§ **PROBLEMS AND TASKS**:
1. Reproduce, word for word, the stretch of the vLLM announcement from "What is vLLM?" through "of LLM inference!".
2. Carry the vLLM announcement forward by writing the part that follows its last sentence.

§ **DOCUMENT EXTRACT**:
Skip to main content
Announcements

PyTorch Foundation Welcomes vLLM as a Hosted Project

PyTorch Foundation Welcomes vLLM

The PyTorch Foundation is excited to welcome vLLM as a PyTorch Foundation-hosted project. Contributed by the University of California – Berkeley, vLLM is a high-throughput, memory-efficient inference and serving engine designed for LLMs. vLLM has always had a strong connection with the PyTorch project. It is deeply integrated into PyTorch, leveraging it as a unified interface to support a wide array of hardware backends. These include NVIDIA GPUs, AMD GPUs, Google Cloud TPUs, Intel GPUs, Intel CPUs, Intel Gaudi HPUs, and AWS Neuron, among others. This tight coupling with PyTorch ensures seamless compatibility and performance optimization across diverse hardware platforms. 

The PyTorch Foundation recently announced its expansion to an umbrella foundation to accelerate AI innovation and is pleased to welcome vLLM as one of the first new projects. Foundation-Hosted Projects are projects that fall under the umbrella, they are officially governed and administered under the PyTorch Foundation’s neutral and transparent governance model. 

What is vLLM?

Running large language models (LLMs) is both resource-intensive and complex, especially as these models scale to hundreds of billions of parameters. That’s where vLLM comes in. Originally built around the innovative PagedAttention algorithm, vLLM has grown into a comprehensive, state-of-the-art inference engine. A thriving community is also continuously adding new features and optimizations to vLLM, including pipeline parallelism, chunked prefill, speculative decoding, and disaggregated serving.

Since its release, vLLM has garnered significant attention, achieving over 46,500 GitHub stars and over 1000 contributors—a testament to its popularity and thriving community. This milestone marks an exciting chapter for vLLM as we continue to empower developers and researchers with cutting-edge tools for efficient and scalable AI deployment. Welcome to the next era of LLM inference!

Key features of vLLM include:

  • Extensive Model Support: Powers 100+ LLM architectures with multi-modal capabilities for image and video, while supporting specialized architectures like sparse attention, Mamba, BERT, Whisper, embedding, and classification models.
  • Comprehensive Hardware Compatibility: Runs on NVIDIA GPUs through Blackwell, with official support for AMD, Google TPU, AWS Neuron, Intel CPU/XPU/HPU, and ARM. Third-party accelerators like IBM Spyre and Huawei Ascend easily integrate via our plugin system.

§ **DATA LISTING**:
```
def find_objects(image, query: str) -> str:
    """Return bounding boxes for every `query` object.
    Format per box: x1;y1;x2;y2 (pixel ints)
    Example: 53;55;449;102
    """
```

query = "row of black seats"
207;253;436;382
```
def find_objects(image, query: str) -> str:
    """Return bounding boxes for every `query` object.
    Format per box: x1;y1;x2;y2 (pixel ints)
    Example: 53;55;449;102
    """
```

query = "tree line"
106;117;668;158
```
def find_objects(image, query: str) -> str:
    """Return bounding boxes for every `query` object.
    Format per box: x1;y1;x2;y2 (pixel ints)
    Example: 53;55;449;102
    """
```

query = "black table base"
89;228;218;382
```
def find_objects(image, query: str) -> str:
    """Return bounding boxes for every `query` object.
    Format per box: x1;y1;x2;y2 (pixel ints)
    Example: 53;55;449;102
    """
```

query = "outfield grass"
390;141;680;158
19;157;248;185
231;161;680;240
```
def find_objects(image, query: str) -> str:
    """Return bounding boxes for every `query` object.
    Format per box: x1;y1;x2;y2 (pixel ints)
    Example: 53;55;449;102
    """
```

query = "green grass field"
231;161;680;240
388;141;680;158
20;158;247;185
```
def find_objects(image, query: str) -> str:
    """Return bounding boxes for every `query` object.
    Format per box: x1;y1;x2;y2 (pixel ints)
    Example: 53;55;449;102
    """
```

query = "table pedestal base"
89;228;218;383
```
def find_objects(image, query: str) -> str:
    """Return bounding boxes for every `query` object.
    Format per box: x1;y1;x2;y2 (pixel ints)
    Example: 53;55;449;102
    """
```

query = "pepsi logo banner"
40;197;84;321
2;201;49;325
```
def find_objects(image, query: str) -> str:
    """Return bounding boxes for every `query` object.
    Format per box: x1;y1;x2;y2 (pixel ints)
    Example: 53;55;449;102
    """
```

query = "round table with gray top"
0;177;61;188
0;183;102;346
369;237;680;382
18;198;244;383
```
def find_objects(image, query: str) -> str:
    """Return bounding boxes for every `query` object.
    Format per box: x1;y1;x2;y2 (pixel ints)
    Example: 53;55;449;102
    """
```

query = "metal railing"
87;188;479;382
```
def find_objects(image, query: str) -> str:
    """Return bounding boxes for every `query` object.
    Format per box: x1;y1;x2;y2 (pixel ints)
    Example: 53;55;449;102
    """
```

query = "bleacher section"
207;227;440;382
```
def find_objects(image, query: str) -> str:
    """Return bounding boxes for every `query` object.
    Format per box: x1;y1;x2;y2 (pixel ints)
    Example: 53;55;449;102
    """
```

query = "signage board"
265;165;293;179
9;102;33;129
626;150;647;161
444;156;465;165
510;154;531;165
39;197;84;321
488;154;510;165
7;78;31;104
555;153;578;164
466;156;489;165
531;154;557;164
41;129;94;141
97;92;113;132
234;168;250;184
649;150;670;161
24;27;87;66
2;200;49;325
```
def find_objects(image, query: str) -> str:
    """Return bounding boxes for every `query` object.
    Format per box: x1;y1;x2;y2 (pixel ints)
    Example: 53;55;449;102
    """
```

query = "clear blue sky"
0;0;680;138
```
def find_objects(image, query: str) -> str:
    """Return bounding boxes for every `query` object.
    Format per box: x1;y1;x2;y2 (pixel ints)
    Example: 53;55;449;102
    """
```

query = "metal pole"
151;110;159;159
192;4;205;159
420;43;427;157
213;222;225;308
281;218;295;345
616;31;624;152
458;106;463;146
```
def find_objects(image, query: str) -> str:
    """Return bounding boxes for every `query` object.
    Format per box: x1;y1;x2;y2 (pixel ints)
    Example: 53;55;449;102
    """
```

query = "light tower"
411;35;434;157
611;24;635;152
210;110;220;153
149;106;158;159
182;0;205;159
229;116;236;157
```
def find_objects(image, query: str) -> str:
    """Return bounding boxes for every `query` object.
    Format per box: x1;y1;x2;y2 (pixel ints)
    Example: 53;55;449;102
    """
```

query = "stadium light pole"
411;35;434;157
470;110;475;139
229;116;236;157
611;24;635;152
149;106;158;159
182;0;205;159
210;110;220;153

§ **ANSWERS TO EACH TASK**:
1.
What is vLLM?

Running large language models (LLMs) is both resource-intensive and complex, especially as these models scale to hundreds of billions of parameters. That’s where vLLM comes in. Originally built around the innovative PagedAttention algorithm, vLLM has grown into a comprehensive, state-of-the-art inference engine. A thriving community is also continuously adding new features and optimizations to vLLM, including pipeline parallelism, chunked prefill, speculative decoding, and disaggregated serving.

Since its release, vLLM has garnered significant attention, achieving over 46,500 GitHub stars and over 1000 contributors—a testament to its popularity and thriving community. This milestone marks an exciting chapter for vLLM as we continue to empower developers and researchers with cutting-edge tools for efficient and scalable AI deployment. Welcome to the next era of LLM inference!

2.
  • Highly Extensible: Enables custom model implementations, hardware plugins, torch.compile optimizations, and configurable scheduling policies to match your specific needs.
  • Optimized for Response Speed: Delivers minimal latency through speculative decoding, quantization, prefix caching, and CUDA graph acceleration.
  • Engineered for Maximum Throughput: Achieves peak performance with tensor/pipeline parallelism and specialized kernels.
  • Seamless RLHF Integration: Provides first-class support for reinforcement learning from human feedback and common post training frameworks.
  • Enterprise-Scale Distributed Inference: Enables cluster-wide scaling through KV cache offloading, intelligent routing, and prefill-decode disaggregation.
  • Production-Hardened: Delivers enterprise-grade security, comprehensive observability, and battle-tested operational reliability.

Accelerating Open Source AI Together

By becoming a PyTorch Foundation project, vLLM will collaborate with the PyTorch team closely on feature development. For example: 

  • vLLM will make sure the code runs on Torch nightly, and the PyTorch team will monitor to ensure all tests are passed. 
  • PyTorch team is enhancing torch.compile and FlexAttention support for vLLM.
  • Close collaboration and support with native libraries such as TorchTune, TorchAO, and FBGEMM. 

The partnership creates significant mutual advantages for both vLLM and PyTorch core. vLLM gains a committed steward in the Foundation, ensuring long-term codebase maintenance, production stability, and transparent community governance. Meanwhile, PyTorch benefits from vLLM’s ability to dramatically expand PyTorch adoption across diverse accelerator platforms while driving innovation in cutting-edge features that enhance the entire ecosystem.